● **GIVEN TASK**:
Every entry must be echoed exactly.

* Start SOURCE DATA *

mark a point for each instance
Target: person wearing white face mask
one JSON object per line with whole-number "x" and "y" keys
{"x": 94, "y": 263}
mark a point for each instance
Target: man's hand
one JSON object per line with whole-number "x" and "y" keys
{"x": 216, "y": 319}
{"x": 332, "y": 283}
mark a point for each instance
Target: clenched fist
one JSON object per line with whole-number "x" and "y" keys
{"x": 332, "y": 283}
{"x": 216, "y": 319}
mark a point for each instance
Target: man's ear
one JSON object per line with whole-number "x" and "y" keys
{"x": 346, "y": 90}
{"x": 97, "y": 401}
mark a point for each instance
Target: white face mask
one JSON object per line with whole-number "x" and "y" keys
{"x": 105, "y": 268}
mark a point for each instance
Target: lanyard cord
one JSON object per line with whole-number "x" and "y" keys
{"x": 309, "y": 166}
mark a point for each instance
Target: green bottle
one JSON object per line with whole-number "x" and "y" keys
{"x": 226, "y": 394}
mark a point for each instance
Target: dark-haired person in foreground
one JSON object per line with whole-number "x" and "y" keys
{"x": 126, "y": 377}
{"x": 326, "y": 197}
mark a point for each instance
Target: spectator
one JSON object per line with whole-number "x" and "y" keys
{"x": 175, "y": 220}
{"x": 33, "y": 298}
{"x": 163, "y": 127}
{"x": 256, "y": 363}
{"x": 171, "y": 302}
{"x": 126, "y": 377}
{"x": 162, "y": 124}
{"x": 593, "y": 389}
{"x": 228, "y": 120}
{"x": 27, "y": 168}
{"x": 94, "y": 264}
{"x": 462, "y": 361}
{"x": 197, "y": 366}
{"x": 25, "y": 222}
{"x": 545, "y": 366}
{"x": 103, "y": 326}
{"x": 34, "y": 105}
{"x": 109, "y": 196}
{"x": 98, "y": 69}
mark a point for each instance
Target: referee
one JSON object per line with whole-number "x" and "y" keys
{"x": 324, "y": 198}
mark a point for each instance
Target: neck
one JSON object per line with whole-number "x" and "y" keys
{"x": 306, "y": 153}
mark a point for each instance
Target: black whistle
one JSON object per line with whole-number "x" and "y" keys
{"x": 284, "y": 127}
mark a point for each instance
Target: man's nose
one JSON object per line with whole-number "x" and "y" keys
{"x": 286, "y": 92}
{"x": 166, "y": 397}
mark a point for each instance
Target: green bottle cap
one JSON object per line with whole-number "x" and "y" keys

* End SOURCE DATA *

● **RIGHT ANSWER**:
mark a point for each instance
Target: person wearing white face mask
one JSON object per line with whole-number "x" and "y" keys
{"x": 94, "y": 263}
mark a point for each instance
Target: man's hand
one JSON object per line with whole-number "x" and "y" keys
{"x": 216, "y": 319}
{"x": 332, "y": 283}
mark a point for each instance
Target: clenched fist
one JSON object per line with whole-number "x" and "y" keys
{"x": 332, "y": 283}
{"x": 216, "y": 319}
mark a point for each instance
Target: man's ear
one JSON object per line with whole-number "x" and "y" keys
{"x": 346, "y": 90}
{"x": 97, "y": 401}
mark a point for each instance
Target: white face mask
one JSON object per line with whole-number "x" and "y" keys
{"x": 105, "y": 268}
mark a point for each instance
Target: lanyard cord
one JSON object per line with whole-number "x" and "y" keys
{"x": 309, "y": 166}
mark a point for each instance
Target: green bottle
one JSON object per line with whole-number "x" and "y" keys
{"x": 226, "y": 394}
mark a point for each instance
Target: dark-haired person in foreground
one JSON object per line with whole-number "x" and "y" keys
{"x": 126, "y": 377}
{"x": 326, "y": 197}
mark a point for each instance
Target: spectator
one JSON object per line with whole-number "x" and "y" keys
{"x": 175, "y": 220}
{"x": 33, "y": 298}
{"x": 163, "y": 127}
{"x": 256, "y": 363}
{"x": 171, "y": 302}
{"x": 126, "y": 377}
{"x": 162, "y": 124}
{"x": 593, "y": 389}
{"x": 228, "y": 120}
{"x": 27, "y": 168}
{"x": 94, "y": 264}
{"x": 462, "y": 361}
{"x": 197, "y": 366}
{"x": 25, "y": 222}
{"x": 545, "y": 366}
{"x": 103, "y": 326}
{"x": 34, "y": 105}
{"x": 109, "y": 196}
{"x": 98, "y": 69}
mark a point for each instance
Target: referee
one JSON object per line with whole-number "x" and "y" keys
{"x": 324, "y": 198}
mark a point for each instance
Target: neck
one JSON object per line with whole-number "x" and "y" keys
{"x": 306, "y": 153}
mark a point for each instance
Target: black whistle
one JSON object per line with whole-number "x" and "y" keys
{"x": 284, "y": 127}
mark a point for each instance
Target: man's nose
one JSON object per line with whole-number "x" and "y" keys
{"x": 286, "y": 92}
{"x": 166, "y": 397}
mark a point for each instance
Target: green bottle cap
one JSON object per line with whole-number "x" and "y" keys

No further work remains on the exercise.